◆ **Data supplied**:
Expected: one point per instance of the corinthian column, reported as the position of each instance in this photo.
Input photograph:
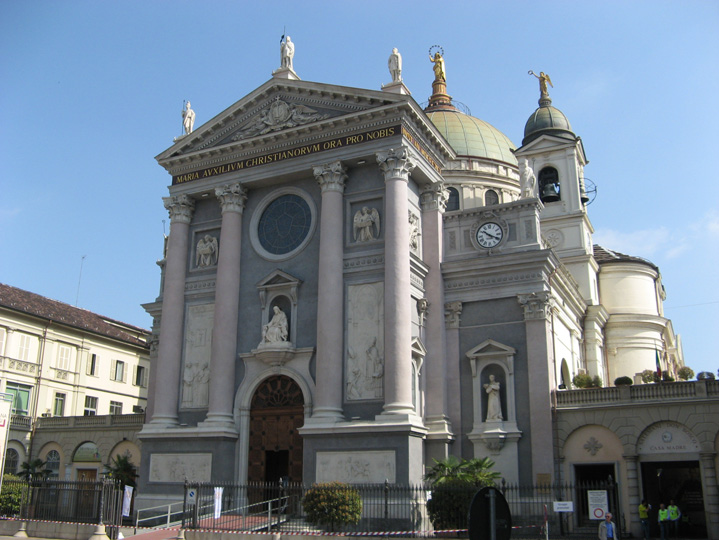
(227, 295)
(169, 355)
(396, 166)
(538, 328)
(434, 200)
(330, 311)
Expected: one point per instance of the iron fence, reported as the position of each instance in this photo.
(67, 501)
(389, 508)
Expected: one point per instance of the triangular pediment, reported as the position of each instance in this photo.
(550, 143)
(278, 278)
(490, 347)
(281, 109)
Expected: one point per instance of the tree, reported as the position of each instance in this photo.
(33, 469)
(121, 469)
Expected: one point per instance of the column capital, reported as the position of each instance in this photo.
(232, 197)
(434, 197)
(331, 176)
(452, 312)
(537, 305)
(180, 208)
(396, 163)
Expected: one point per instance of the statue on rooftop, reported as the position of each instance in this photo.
(188, 119)
(439, 72)
(395, 65)
(543, 80)
(287, 53)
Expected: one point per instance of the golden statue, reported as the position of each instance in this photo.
(439, 73)
(543, 80)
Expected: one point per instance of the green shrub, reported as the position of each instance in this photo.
(333, 504)
(449, 506)
(11, 495)
(584, 380)
(685, 373)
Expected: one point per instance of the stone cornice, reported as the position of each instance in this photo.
(331, 176)
(180, 208)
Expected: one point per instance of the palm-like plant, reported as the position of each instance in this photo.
(121, 469)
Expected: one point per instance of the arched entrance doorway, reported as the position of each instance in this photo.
(276, 414)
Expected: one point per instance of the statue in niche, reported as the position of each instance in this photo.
(439, 73)
(494, 406)
(195, 380)
(366, 224)
(188, 119)
(395, 65)
(543, 80)
(375, 366)
(527, 179)
(413, 232)
(275, 331)
(206, 251)
(287, 53)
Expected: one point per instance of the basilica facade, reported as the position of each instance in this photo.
(354, 285)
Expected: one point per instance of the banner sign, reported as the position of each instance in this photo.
(284, 155)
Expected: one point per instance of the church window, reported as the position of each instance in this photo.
(453, 200)
(549, 190)
(284, 224)
(491, 198)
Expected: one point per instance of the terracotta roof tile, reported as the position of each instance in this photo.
(59, 312)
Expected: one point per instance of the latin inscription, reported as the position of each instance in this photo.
(284, 155)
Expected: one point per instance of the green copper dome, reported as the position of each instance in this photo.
(547, 119)
(470, 136)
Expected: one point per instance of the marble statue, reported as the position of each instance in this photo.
(375, 365)
(527, 179)
(395, 65)
(366, 224)
(206, 251)
(188, 119)
(275, 331)
(439, 73)
(494, 407)
(287, 53)
(543, 80)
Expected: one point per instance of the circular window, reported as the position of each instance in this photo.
(283, 224)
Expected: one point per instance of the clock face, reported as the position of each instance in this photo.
(489, 234)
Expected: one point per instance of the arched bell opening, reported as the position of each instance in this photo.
(549, 187)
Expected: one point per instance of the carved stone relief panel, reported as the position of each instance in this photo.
(365, 467)
(198, 344)
(364, 370)
(178, 467)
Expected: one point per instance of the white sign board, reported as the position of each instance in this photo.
(563, 506)
(598, 502)
(5, 415)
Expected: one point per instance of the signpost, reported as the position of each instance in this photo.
(489, 516)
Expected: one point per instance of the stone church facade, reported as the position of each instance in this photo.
(354, 286)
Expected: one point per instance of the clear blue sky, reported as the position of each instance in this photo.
(91, 91)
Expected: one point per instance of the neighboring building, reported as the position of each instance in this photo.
(79, 384)
(354, 286)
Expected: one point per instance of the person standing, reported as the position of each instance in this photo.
(663, 519)
(607, 529)
(644, 517)
(674, 518)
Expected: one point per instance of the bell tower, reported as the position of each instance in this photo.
(556, 156)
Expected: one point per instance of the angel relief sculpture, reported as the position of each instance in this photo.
(366, 224)
(280, 115)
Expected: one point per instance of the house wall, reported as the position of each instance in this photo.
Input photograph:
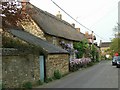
(30, 26)
(19, 69)
(56, 41)
(57, 62)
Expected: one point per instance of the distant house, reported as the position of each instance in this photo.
(55, 30)
(53, 40)
(90, 37)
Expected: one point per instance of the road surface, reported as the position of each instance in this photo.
(101, 75)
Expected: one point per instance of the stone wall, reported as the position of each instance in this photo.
(57, 62)
(19, 69)
(30, 26)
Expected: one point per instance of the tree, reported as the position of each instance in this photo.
(82, 48)
(115, 45)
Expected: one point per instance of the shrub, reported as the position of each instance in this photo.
(57, 74)
(39, 82)
(27, 85)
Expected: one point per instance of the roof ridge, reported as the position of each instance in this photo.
(53, 16)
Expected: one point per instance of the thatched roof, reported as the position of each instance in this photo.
(52, 25)
(105, 44)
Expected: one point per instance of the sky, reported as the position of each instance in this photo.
(100, 16)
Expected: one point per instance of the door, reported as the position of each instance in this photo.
(41, 59)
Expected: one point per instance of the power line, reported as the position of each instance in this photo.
(75, 19)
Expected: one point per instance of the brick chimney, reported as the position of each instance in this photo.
(59, 15)
(78, 29)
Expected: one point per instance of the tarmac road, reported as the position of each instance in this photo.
(101, 75)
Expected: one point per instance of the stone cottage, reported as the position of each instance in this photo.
(24, 65)
(56, 31)
(50, 40)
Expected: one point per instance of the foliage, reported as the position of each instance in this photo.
(115, 45)
(76, 64)
(94, 53)
(27, 85)
(57, 74)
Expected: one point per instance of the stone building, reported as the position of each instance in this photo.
(105, 49)
(48, 37)
(56, 31)
(21, 66)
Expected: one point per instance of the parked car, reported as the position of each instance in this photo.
(118, 62)
(114, 60)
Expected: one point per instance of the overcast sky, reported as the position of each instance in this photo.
(98, 15)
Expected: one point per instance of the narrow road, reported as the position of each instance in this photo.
(101, 75)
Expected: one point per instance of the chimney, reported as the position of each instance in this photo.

◆ **The task**:
Can you render all of the material above as a numbered list, one item per line, with blank lines skipped and the pictures left out?

◆ **Solution**:
1. Expected: one point per instance of the corinthian column, reported as the position of each instance in this photo.
2. Input photograph:
3. (227, 295)
4. (169, 355)
5. (396, 166)
6. (538, 328)
7. (434, 200)
8. (330, 311)
9. Expected: one point per instance of the iron fence, reported as the position of each instance in this photo.
10. (67, 501)
11. (389, 508)
12. Expected: one point per instance of the triangular pediment, reported as the position of each instance in this photo.
13. (550, 143)
14. (278, 278)
15. (490, 347)
16. (281, 109)
17. Expected: one point per instance of the tree, reported as the position of each instance in this photo.
18. (33, 469)
19. (121, 469)
20. Expected: one point per instance of the column capital, reported as the position of each instance in this photo.
21. (232, 197)
22. (434, 197)
23. (331, 176)
24. (452, 312)
25. (537, 305)
26. (180, 208)
27. (396, 163)
28. Expected: one point per instance of the statue on rooftop, reported as the position of each instance in this photo.
29. (188, 119)
30. (439, 72)
31. (395, 65)
32. (543, 80)
33. (287, 53)
34. Expected: one point per instance of the golden statue, reported as the position of each instance in this photo.
35. (439, 73)
36. (543, 80)
37. Expected: one point per instance of the green shrub, reported as the position of each instance in this photo.
38. (333, 504)
39. (449, 506)
40. (11, 495)
41. (584, 380)
42. (685, 373)
43. Expected: one point per instance of the stone cornice, reported as the position of each instance in this photo.
44. (331, 176)
45. (180, 208)
46. Expected: one point per instance of the palm-like plant, reported as the position of each instance in this photo.
47. (121, 469)
48. Expected: one point per instance of the arched entrance doorway, reported as the position of each instance in this photo.
49. (276, 414)
50. Expected: one point per instance of the statue in niche, reported as the position of each instance in this photo.
51. (439, 73)
52. (494, 406)
53. (195, 380)
54. (366, 224)
55. (188, 119)
56. (395, 65)
57. (543, 80)
58. (375, 366)
59. (527, 179)
60. (413, 232)
61. (275, 331)
62. (206, 251)
63. (287, 53)
64. Expected: one point per instance of the basilica facade, reported as the position of each instance in this photo.
65. (354, 285)
66. Expected: one point per instance of the banner sign, reported as the position of each instance in this photo.
67. (284, 155)
68. Expected: one point per instance of the church window, reported as the position of each instance in this photo.
69. (453, 200)
70. (549, 190)
71. (284, 224)
72. (491, 198)
73. Expected: one point per instance of the terracotta roof tile, reported as the position of each instance in this photo.
74. (59, 312)
75. Expected: one point per instance of the latin inscription, reported as the position of each instance in this photo.
76. (284, 155)
77. Expected: one point per instance of the green copper dome, reported as the position of each instance in this photo.
78. (547, 119)
79. (470, 136)
80. Expected: one point per instance of the marble statue, reported as the position of each instance in this photo.
81. (375, 365)
82. (527, 179)
83. (395, 65)
84. (366, 224)
85. (206, 251)
86. (188, 119)
87. (275, 331)
88. (439, 73)
89. (494, 407)
90. (287, 53)
91. (543, 80)
92. Expected: one point per instance of the circular window, reported as the position of each instance in this photo.
93. (283, 224)
94. Expected: one point per instance of the clock face, reported as the position of each instance in this photo.
95. (489, 234)
96. Expected: one point per instance of the arched bell opening, reported as the position of each instance in this photo.
97. (549, 187)
98. Expected: one point per instance of the carved stone relief panel, reported as the position of each instance in this photo.
99. (365, 467)
100. (198, 344)
101. (364, 370)
102. (178, 467)
103. Expected: one point per instance of the white sign board, reported as the position of each instance in this photo.
104. (563, 506)
105. (598, 502)
106. (5, 415)
107. Expected: one point per instance of the signpost, reported as the position of each instance in this photo.
108. (489, 516)
109. Expected: one point per instance of the stone church facade, reported as the position of each instance in this photo.
110. (354, 286)
111. Expected: one point per instance of the clear blue sky, reported as the position of each instance in this photo.
112. (91, 91)
113. Expected: one point per instance of the neighboring building, reported as the position of each instance in this photo.
114. (79, 384)
115. (354, 286)
116. Expected: one point per instance of the person standing, reported as the position of each instance in this photo.
117. (663, 519)
118. (607, 529)
119. (644, 517)
120. (674, 518)
121. Expected: one point per instance of the bell tower, reported as the position of each instance in this photo.
122. (556, 156)
123. Expected: one point per instance of the angel relief sculpture, reported as the position of each instance in this photo.
124. (366, 224)
125. (280, 115)
126. Expected: one point per instance of the house wall, reported as the position of each instance in this photo.
127. Input photograph:
128. (30, 26)
129. (19, 69)
130. (56, 41)
131. (57, 62)
132. Expected: one point per instance of the distant house, reported as the position of each instance in this photo.
133. (55, 30)
134. (53, 40)
135. (90, 37)
136. Expected: one point per instance of the road surface, reported as the position of each instance in this photo.
137. (101, 75)
138. Expected: one point per instance of the stone wall, reported as the position of each instance in this photo.
139. (57, 62)
140. (19, 69)
141. (30, 26)
142. Expected: one point per instance of the tree, reported as the position of each instance in this photo.
143. (82, 48)
144. (115, 45)
145. Expected: one point per instance of the shrub, reported as the position of each instance in this photo.
146. (57, 74)
147. (39, 82)
148. (27, 85)
149. Expected: one point per instance of the roof ridge, reported as the position of each instance in this photo.
150. (53, 16)
151. Expected: one point per instance of the thatched roof, reported as the position of each instance in this photo.
152. (52, 25)
153. (105, 44)
154. Expected: one point per instance of the sky, reported as the position of each instance in this photo.
155. (100, 16)
156. Expected: one point per instance of the door, reported as the position of each instance in this photo.
157. (41, 59)
158. Expected: one point per instance of the power line, reported as the position of each instance in this photo.
159. (75, 19)
160. Expected: one point per instance of the brick chimney, reported as the position of each instance in this photo.
161. (59, 15)
162. (78, 29)
163. Expected: one point per instance of the tarmac road, reported as the position of each instance in this photo.
164. (101, 75)
165. Expected: one point per instance of the stone cottage, reported as the position of each instance in this photo.
166. (24, 65)
167. (56, 31)
168. (50, 40)
169. Expected: one point per instance of the foliage, reported as the position of each instance in this photo.
170. (115, 45)
171. (76, 64)
172. (94, 53)
173. (27, 85)
174. (57, 74)
175. Expected: one point per instance of the stone building, reported as the position of each instance in this photo.
176. (105, 49)
177. (48, 37)
178. (56, 31)
179. (21, 66)
180. Expected: one point per instance of the parked car, reported as the position of each instance in this photo.
181. (118, 62)
182. (114, 60)
183. Expected: one point per instance of the overcast sky, reported as the position of each instance in this photo.
184. (98, 15)
185. Expected: one point per instance of the narrow road, reported as the position of each instance in this photo.
186. (101, 75)
187. Expected: one point per instance of the chimney, reported as the position of each instance in this photo.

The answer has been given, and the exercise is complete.